> **TASKS AND EXERCISES**
A: Transcribe the part of the article on lifestyle counseling for children, starting with "A recent Finnish" and going on through "a two-year follow-up.".
B: According to the article on lifestyle counseling for children, which journal published the study's results?

> **SUPPLIED TEXT**
•••••

A recent Finnish study showed that individualized and family-based lifestyle counseling helps young children increase their physical activity levels and improve their diet.
In the study, researchers found the counseling helped six to eight year-old children increase their activity levels and improve their diet during a two-year follow-up.
The results of the study, conducted at the University of Eastern Finland, were recently published in the journal Preventive Medicine.
“Children from families who participated in lifestyle counselling were physically more active, ate more vegetables and vegetable-oil-based spreads, and had a higher intake of important nutrients than children in the control group. However, the impact of the intervention on screen time remained modest,” says Anna Viitasalo, M.D., Ph.D., from the University of Eastern Finland.
The researchers investigated the effects of physical activity and dietary counselling on physical activity, sedentary behavior, and diet quality during a two-year period in over 500 children aged six to eight years, as part of the Physical Activity and Nutrition in Children (PANIC) Study.

•••••

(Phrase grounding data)
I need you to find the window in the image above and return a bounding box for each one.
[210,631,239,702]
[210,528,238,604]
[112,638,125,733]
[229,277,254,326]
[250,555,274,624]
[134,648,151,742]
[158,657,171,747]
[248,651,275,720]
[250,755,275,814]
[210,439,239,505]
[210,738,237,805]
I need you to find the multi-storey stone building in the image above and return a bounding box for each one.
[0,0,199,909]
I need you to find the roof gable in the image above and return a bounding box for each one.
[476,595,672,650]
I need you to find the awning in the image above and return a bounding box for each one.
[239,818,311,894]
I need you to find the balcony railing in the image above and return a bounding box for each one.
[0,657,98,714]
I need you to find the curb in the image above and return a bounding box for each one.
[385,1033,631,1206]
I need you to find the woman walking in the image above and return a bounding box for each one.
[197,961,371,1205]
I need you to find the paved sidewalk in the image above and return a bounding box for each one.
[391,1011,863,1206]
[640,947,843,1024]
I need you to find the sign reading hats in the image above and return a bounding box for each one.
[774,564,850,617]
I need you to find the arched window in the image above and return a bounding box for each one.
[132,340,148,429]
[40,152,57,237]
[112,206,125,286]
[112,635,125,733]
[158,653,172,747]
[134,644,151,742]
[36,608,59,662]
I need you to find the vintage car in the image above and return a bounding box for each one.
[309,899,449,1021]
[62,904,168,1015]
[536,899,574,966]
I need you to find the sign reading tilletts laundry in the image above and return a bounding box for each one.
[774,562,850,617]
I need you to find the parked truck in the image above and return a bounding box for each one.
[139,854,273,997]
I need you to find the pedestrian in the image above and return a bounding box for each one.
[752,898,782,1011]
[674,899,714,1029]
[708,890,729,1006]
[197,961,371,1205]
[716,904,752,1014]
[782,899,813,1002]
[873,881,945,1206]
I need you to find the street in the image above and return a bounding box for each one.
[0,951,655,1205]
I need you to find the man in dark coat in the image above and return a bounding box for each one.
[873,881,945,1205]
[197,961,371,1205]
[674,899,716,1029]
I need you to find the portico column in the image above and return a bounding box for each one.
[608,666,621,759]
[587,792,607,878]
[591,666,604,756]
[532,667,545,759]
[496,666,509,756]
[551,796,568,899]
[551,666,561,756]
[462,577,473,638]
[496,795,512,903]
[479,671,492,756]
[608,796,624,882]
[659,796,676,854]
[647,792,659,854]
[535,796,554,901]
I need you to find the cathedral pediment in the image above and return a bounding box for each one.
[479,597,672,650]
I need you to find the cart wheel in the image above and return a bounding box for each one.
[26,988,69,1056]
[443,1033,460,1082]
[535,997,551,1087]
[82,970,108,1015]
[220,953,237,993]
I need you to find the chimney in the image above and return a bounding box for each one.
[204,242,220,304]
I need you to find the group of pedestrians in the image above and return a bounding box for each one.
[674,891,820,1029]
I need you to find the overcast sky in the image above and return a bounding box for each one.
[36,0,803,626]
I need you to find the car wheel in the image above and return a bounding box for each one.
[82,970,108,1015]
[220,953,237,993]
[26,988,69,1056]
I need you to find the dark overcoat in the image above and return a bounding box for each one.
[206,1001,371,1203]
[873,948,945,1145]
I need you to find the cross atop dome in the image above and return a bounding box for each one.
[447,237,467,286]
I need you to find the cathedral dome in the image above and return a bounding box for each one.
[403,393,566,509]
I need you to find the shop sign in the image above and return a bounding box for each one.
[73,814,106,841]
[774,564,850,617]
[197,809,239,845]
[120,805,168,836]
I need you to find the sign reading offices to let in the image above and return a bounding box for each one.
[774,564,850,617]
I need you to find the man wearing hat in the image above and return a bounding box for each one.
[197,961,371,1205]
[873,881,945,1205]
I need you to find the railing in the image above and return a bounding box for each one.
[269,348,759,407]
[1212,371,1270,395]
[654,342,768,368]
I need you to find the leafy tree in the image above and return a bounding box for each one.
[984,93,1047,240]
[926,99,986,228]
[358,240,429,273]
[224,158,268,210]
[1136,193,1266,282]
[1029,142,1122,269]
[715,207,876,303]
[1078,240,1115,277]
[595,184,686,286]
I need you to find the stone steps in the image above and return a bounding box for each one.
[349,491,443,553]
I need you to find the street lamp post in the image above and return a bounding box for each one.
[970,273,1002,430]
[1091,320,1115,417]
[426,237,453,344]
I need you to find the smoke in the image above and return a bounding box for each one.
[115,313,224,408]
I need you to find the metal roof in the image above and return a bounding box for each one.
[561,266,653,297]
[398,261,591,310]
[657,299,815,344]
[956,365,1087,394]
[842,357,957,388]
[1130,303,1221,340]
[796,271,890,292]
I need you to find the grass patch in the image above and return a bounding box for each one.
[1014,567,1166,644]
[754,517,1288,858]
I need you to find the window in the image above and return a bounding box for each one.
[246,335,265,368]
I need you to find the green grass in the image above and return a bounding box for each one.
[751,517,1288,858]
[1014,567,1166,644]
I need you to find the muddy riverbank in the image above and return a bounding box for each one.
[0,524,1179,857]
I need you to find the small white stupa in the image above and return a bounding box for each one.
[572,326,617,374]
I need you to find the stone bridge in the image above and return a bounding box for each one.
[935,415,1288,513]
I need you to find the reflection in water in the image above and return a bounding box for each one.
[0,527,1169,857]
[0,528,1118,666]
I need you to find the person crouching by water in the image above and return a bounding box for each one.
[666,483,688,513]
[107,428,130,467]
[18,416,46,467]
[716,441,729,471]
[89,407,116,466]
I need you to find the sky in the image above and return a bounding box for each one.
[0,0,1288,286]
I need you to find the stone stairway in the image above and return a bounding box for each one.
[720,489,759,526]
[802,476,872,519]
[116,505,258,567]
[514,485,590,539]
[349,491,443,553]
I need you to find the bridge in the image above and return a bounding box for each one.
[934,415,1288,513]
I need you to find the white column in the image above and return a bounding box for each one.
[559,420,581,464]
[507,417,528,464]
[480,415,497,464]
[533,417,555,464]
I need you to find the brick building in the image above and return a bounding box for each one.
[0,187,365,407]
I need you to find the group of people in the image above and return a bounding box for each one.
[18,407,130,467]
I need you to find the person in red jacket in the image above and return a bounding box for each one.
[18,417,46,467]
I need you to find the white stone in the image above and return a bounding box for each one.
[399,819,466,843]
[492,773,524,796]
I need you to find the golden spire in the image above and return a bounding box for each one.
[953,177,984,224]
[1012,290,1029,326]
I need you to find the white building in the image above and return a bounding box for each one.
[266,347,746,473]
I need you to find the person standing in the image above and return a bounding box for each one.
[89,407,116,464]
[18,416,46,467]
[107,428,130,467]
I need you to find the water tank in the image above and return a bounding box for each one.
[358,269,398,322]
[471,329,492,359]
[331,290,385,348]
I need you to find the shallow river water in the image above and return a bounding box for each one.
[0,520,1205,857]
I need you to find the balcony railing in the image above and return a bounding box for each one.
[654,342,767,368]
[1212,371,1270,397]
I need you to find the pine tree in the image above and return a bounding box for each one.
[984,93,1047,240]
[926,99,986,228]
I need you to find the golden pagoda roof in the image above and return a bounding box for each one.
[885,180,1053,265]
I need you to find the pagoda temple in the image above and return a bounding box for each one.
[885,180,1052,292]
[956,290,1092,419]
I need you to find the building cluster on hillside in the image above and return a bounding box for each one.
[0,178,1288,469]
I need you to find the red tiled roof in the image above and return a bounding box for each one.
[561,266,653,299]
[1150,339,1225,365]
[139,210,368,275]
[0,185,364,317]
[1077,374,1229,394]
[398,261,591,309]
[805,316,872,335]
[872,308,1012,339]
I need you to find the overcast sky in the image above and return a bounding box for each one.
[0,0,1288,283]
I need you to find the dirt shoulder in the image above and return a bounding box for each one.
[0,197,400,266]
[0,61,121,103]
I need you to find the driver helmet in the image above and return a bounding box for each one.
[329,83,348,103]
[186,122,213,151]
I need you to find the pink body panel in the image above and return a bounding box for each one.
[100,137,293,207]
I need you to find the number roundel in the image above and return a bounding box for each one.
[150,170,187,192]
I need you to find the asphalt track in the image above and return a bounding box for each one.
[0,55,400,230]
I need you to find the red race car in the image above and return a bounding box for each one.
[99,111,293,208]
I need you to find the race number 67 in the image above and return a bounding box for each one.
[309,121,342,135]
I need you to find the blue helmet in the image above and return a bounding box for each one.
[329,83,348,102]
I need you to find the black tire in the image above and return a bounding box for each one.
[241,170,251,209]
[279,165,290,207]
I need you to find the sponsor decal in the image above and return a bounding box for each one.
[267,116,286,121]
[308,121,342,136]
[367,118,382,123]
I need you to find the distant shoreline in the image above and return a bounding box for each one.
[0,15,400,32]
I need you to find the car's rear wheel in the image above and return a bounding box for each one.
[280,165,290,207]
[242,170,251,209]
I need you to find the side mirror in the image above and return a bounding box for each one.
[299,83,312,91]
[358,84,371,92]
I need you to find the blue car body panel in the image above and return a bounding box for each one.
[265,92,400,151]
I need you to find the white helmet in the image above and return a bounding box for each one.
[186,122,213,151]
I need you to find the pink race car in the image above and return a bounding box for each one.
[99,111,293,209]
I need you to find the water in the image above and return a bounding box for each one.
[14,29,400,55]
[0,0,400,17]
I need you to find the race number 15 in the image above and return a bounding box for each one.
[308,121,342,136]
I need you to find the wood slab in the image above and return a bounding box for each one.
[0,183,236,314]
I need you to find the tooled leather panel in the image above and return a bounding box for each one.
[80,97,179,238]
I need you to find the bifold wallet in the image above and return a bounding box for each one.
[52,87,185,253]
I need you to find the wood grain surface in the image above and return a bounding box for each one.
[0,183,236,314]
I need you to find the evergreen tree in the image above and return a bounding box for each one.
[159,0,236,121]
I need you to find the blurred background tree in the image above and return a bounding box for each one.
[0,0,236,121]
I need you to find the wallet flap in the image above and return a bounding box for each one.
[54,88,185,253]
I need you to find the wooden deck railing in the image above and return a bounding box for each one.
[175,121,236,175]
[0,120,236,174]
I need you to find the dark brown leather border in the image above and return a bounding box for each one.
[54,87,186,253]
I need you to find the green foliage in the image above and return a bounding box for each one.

•••••

> **ANSWERS FOR THE EXERCISE**
A:
A recent Finnish study showed that individualized and family-based lifestyle counseling helps young children increase their physical activity levels and improve their diet.
In the study, researchers found the counseling helped six to eight year-old children increase their activity levels and improve their diet during a two-year follow-up.

B: Preventive Medicine